§ The input
===============
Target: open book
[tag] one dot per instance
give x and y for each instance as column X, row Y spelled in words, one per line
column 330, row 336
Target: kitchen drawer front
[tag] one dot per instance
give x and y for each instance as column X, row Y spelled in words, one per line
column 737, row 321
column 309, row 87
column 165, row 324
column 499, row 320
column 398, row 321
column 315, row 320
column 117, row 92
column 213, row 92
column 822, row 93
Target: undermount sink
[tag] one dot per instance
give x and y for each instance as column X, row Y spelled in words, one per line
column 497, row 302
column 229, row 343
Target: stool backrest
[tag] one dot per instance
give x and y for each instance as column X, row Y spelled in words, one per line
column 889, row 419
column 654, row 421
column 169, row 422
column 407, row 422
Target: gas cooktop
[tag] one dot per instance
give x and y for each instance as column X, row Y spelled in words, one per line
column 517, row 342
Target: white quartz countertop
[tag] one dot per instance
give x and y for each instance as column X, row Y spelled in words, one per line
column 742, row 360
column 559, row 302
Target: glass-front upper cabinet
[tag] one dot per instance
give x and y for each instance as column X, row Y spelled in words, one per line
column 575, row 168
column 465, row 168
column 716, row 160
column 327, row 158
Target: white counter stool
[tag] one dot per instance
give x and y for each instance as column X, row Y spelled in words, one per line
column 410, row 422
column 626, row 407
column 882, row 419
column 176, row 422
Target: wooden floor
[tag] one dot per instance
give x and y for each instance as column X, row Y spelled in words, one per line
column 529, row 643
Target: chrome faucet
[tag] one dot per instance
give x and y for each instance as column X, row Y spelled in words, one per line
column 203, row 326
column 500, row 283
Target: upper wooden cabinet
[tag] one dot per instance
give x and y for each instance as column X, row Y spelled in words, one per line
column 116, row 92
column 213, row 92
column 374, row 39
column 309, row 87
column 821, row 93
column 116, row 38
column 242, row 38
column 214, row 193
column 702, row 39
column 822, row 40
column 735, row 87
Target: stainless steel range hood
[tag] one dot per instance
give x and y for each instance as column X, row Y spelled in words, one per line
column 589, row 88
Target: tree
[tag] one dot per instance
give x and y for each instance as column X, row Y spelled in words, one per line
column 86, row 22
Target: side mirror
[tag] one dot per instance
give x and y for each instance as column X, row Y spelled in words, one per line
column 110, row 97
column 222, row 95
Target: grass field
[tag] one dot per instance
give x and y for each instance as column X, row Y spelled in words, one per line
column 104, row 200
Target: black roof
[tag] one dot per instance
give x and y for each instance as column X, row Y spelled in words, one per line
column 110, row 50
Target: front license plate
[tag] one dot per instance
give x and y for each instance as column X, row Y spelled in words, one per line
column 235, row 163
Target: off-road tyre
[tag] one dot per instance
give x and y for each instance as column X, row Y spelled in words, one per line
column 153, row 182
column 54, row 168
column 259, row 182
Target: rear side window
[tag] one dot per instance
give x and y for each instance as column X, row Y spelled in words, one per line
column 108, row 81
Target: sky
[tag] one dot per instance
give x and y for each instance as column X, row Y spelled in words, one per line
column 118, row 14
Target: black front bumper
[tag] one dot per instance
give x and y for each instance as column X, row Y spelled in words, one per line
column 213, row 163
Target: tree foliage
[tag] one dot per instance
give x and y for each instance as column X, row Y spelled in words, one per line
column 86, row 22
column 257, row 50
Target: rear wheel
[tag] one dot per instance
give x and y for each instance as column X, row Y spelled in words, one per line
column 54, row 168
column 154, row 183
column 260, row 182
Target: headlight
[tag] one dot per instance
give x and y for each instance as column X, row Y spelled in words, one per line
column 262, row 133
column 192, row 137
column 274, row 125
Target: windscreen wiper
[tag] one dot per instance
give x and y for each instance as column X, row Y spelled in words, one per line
===============
§ Directions for this task
As the exercise requires, copy out the data shown above word for word.

§ Written response
Target: open book
[tag] one dot per instance
give x and y for each instance as column X, row Y spelled in words, one per line
column 330, row 336
Target: kitchen drawer front
[tag] one dot per instance
give x and y for each instance as column X, row Y spelled in words, one per line
column 737, row 321
column 309, row 87
column 165, row 324
column 499, row 320
column 398, row 321
column 315, row 320
column 117, row 92
column 213, row 92
column 822, row 93
Target: undermount sink
[tag] one dot per instance
give x and y for each instance as column X, row Y spelled in words, one per line
column 497, row 302
column 229, row 343
Target: stool backrest
[tag] one dot per instance
give x and y for each instance as column X, row Y spelled in words, one per line
column 889, row 419
column 654, row 421
column 169, row 422
column 407, row 422
Target: gas cooktop
[tag] one dot per instance
give x and y for each instance as column X, row Y spelled in words, one per line
column 517, row 342
Target: white quartz countertop
[tag] one dot per instance
give x and y for each instance as column X, row Y spelled in words, one per line
column 742, row 360
column 559, row 302
Target: glass-front upper cabinet
[tag] one dot per instance
give x and y for each instance as column X, row Y spelled in words, one per line
column 575, row 168
column 465, row 168
column 716, row 160
column 327, row 158
Target: white counter stool
[tag] one dot per instance
give x and y for each instance as column X, row Y spelled in words, one per line
column 410, row 422
column 626, row 407
column 882, row 419
column 176, row 422
Target: wooden floor
[tag] one dot per instance
give x and y for each instance as column X, row Y spelled in words, one per line
column 529, row 643
Target: chrome faucet
[tag] one dot per instance
give x and y for each instance as column X, row Y spelled in words, one per line
column 203, row 326
column 500, row 283
Target: upper wooden cabinet
[tag] one dot per instance
give x and y for each instance as column X, row Y spelled in words, one per line
column 116, row 92
column 213, row 92
column 374, row 39
column 309, row 87
column 821, row 93
column 116, row 38
column 242, row 38
column 214, row 193
column 702, row 39
column 822, row 40
column 735, row 87
Target: stainless steel range hood
[tag] one dot per instance
give x and y for each instance as column X, row Y spelled in words, one per line
column 589, row 88
Target: tree
[tag] one dot per instance
give x and y for each instance as column X, row Y spelled in words, one per line
column 86, row 22
Target: side mirror
[tag] one dot per instance
give x and y for each instance as column X, row Y spelled in words, one per line
column 110, row 97
column 222, row 95
Target: grass field
[tag] one dot per instance
give x and y for each instance as column X, row Y spelled in words, one per line
column 104, row 200
Target: black roof
[tag] one dot per instance
give x and y for each instance as column X, row Y spelled in words, one per line
column 110, row 50
Target: front license plate
[tag] one dot per instance
give x and y for each instance as column X, row Y spelled in words, one per line
column 235, row 163
Target: off-road tyre
[tag] one dot per instance
give x and y for each instance as column X, row Y spelled in words, one per line
column 153, row 182
column 54, row 168
column 259, row 182
Target: rear side window
[tag] one dot per instance
give x and y for each instance as column X, row Y spelled in words, one per line
column 108, row 81
Target: sky
[tag] one dot per instance
give x and y for each instance as column X, row Y spelled in words, one per line
column 118, row 14
Target: black front bumper
[tag] one dot per instance
give x and y for each instance as column X, row Y spelled in words, one per line
column 213, row 163
Target: tree foliage
[tag] one dot per instance
give x and y for each instance as column X, row Y spelled in words, one per line
column 86, row 22
column 257, row 50
Target: rear wheel
[tag] one dot per instance
give x and y for each instance as column X, row Y spelled in words, one per line
column 54, row 168
column 154, row 183
column 260, row 182
Target: headlight
[tag] one dot per instance
give x and y for each instance as column X, row Y spelled in words, one per line
column 262, row 133
column 192, row 137
column 274, row 125
Target: windscreen wiper
[tag] one dot per instance
give x and y for each instance as column X, row Y spelled in words, one per line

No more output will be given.